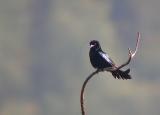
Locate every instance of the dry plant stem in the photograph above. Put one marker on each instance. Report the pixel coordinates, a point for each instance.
(82, 90)
(131, 55)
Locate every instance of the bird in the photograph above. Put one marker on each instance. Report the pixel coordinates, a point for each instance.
(101, 60)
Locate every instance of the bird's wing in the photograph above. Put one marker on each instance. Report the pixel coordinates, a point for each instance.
(107, 58)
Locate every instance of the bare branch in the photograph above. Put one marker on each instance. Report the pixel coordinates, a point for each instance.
(131, 55)
(82, 90)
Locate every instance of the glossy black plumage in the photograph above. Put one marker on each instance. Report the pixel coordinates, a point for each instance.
(101, 60)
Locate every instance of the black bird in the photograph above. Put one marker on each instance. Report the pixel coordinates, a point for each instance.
(100, 60)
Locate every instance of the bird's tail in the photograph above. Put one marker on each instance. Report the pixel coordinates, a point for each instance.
(121, 74)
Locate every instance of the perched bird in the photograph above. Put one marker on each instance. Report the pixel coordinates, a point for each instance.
(100, 60)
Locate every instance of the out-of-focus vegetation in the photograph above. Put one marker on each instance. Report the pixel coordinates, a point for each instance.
(44, 56)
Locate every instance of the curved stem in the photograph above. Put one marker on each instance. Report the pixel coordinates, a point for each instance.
(82, 90)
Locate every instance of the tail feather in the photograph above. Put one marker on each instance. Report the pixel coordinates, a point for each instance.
(121, 74)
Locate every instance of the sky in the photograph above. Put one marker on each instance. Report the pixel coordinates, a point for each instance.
(44, 56)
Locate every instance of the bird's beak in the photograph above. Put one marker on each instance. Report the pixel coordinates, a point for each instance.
(91, 46)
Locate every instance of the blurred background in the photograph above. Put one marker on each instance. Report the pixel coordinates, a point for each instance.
(44, 56)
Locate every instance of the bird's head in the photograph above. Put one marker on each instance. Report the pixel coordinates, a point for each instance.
(94, 44)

+===+

__PROBLEM DESCRIPTION__:
Every line of the material must be repeated exactly; pictures stay out.

__REPLY TO THE TASK__:
Locate every instance of the dry plant stem in the photograph above. Put one marker on each instance. Report the pixel coordinates, a point for each instance.
(82, 90)
(131, 55)
Locate every instance of the bird in the photograph above. Put one marker on each instance. Report the pixel coordinates, a point for each instance.
(101, 60)
Locate every instance of the bird's wing in the photograph above. Put one marker on each instance. Report the pixel coordinates, a point for each instance.
(107, 58)
Locate every instance of the bare branch in the photograph above. Put one marker on each instance. Report the pixel coordinates, a point for each instance.
(131, 55)
(82, 90)
Locate every instance of the glossy black plumage in the photograph above. Put one marker on each instance. Report the pixel coordinates, a point for each instance.
(101, 60)
Locate every instance of the black bird in the photograph above. Put one marker on each instance. Report the pixel coordinates, a point for each instance.
(100, 60)
Locate every instance of the bird's tail in the photograph above. Put one marker on each instance. Report the pixel coordinates, a point for each instance.
(121, 74)
Locate every instance of the perched bird in the photograph above. Put one marker on each instance. Report the pixel coordinates, a point for each instance.
(100, 60)
Locate every instance of the out-of-focus vegetation in the photograph above. Put one marker on each instance. Report the pixel coordinates, a point for each instance.
(44, 56)
Locate every instance of the curved stem in the photograph above. Put one marker on each instance. Report the pixel coordinates, a point for each instance.
(82, 90)
Locate every instance of the tail feather in the photograph above. Put one marker on each instance. Report the pixel coordinates, a point for each instance.
(121, 74)
Locate every instance of the sky in the photograph above. Put one marker on each instance. Report the pixel coordinates, a point for each instance.
(44, 56)
Locate every instance of the bird's beak in the photograph above. Put one marker on each instance. Report the pixel coordinates, a point for each instance.
(91, 46)
Locate every instance of the blurred background in the photograph above. Put one marker on each instance. Report the pixel coordinates, a point for each instance.
(44, 56)
Locate every instance of the bird's head in the photograph above. Put one marker on each instance. Report the pixel coordinates, a point for each instance.
(94, 44)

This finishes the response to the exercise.